[REQUIRED WORK]
In your answer, print every record exactly as it is written.

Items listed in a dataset
━━━━━━━━
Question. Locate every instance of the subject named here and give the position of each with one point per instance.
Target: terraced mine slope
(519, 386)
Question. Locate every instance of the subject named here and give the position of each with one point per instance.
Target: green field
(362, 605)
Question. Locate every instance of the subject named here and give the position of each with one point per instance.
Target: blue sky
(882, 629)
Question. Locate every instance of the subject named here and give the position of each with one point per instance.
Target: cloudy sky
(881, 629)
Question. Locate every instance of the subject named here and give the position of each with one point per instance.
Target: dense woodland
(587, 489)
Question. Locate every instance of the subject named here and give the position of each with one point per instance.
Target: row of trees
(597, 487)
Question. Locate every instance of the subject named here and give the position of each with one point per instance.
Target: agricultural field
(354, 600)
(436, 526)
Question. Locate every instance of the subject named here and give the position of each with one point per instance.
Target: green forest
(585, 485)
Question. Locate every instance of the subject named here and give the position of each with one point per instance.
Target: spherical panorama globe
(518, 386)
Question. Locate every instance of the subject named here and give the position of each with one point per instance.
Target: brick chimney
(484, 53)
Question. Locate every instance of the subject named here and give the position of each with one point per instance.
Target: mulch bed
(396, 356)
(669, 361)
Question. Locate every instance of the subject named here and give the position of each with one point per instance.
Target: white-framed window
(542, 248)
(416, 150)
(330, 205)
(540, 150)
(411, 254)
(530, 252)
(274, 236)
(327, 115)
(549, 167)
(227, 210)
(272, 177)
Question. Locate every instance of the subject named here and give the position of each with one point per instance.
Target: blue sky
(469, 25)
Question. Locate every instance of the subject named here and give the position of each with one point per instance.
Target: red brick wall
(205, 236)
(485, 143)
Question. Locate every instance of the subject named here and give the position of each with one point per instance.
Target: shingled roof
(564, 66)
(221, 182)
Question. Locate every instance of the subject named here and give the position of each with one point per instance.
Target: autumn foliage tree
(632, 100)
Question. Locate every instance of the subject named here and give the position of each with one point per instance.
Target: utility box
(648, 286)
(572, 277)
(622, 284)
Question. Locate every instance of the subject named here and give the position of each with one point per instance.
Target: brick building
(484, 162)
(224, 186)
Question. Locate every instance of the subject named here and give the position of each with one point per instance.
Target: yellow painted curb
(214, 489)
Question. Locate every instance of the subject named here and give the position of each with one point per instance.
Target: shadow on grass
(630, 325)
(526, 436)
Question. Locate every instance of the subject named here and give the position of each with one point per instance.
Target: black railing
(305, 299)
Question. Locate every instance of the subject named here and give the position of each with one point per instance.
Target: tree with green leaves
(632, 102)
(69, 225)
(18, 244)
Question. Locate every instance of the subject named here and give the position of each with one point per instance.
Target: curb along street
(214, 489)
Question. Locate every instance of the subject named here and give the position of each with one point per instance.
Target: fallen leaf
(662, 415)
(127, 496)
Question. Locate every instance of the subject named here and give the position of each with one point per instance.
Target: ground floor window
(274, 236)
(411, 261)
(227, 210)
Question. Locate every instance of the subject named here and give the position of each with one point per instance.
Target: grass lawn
━━━━━━━━
[WRITTEN RESPONSE]
Question. Locate every instance of the subject named here and give the position of each with one point per instance.
Target: terraced mine slope
(519, 386)
Question. Locate every instance of the subject named here and give the position of each with one point per instance.
Target: green field
(362, 605)
Question. Locate every instance of the subject named here and give the position of each with one point per instance.
Target: blue sky
(882, 629)
Question. Locate every instance of the subject named here and give the position of each with one point per instance.
Target: cloudy sky
(881, 629)
Question. Locate every instance of the subject named here and give the position of each with one point per instance.
Target: dense woodland
(587, 489)
Question. Locate every instance of the subject named here and give the position of each with one point per instance.
Target: row of trees
(597, 487)
Question. Locate every instance of the subject named here and give the position of each with one point per instance.
Target: agricultural field
(354, 600)
(436, 526)
Question. Locate every instance of the subject named here and give the position of each with one point per instance.
Target: green forest
(585, 485)
Question. Locate every instance of the subject named here and give the position of each with one point per instance.
Target: spherical panorama globe
(518, 386)
Question. Locate every instance of the subject named here and give the position of each with one point per instance.
Target: brick chimney
(484, 53)
Question. Locate every instance of the subject named here and give the position of each with one point per instance.
Target: mulch bed
(396, 356)
(669, 361)
Question. Locate every instance of the subject named here and give the position of each with one point per instance.
Target: white-framed window
(542, 248)
(416, 150)
(330, 205)
(540, 150)
(411, 254)
(530, 252)
(274, 236)
(327, 115)
(549, 167)
(227, 210)
(272, 177)
Question. Locate every instance of the subject named here and give the position of each with one point per instance.
Target: blue sky
(469, 25)
Question. Locate every instance of the subject named here and give the position of each with one point per instance.
Target: red brick wall
(205, 236)
(485, 143)
Question. Locate every instance of the subject named here and give the position of each with one point per instance.
Target: shingled roof
(564, 66)
(221, 182)
Question. Locate every instance of the subject named here and give the position of each with one point per instance.
Target: autumn foliage tree
(632, 100)
Question. Locate every instance of the subject named here and give the position of each with one point per instance.
Target: utility box
(648, 286)
(572, 277)
(622, 284)
Question. Locate every instance of the subject named here and give the position of each with one point per instance.
Target: brick building
(484, 162)
(224, 186)
Question. Locate every instance of the subject named here and give the position of each with one point per instance.
Target: yellow painted curb
(214, 489)
Question. Locate every instance of the subject named here and give the position of each with one point per instance.
Target: shadow on grass
(630, 325)
(526, 436)
Question. Locate every instance of the subject named here and give the position of each with one point per instance.
Target: black railing
(305, 299)
Question. Locate every instance of the subject named here and give the position of each with one point per instance.
Target: tree with green leaves
(632, 102)
(69, 225)
(18, 244)
Question. Locate every instance of the subject named here and give the position of each with one point per instance.
Target: curb along street
(214, 489)
Question. Locate every instance of the subject named here and give the position of each with one point per instance.
Target: fallen leaf
(662, 415)
(127, 496)
Question. Locate every instance of the subject named here and give the position of each with one point per instance.
Target: ground floor window
(274, 236)
(411, 261)
(227, 210)
Question. Locate every instance of the subject named here and give the position of each with one point per instance.
Target: grass lawn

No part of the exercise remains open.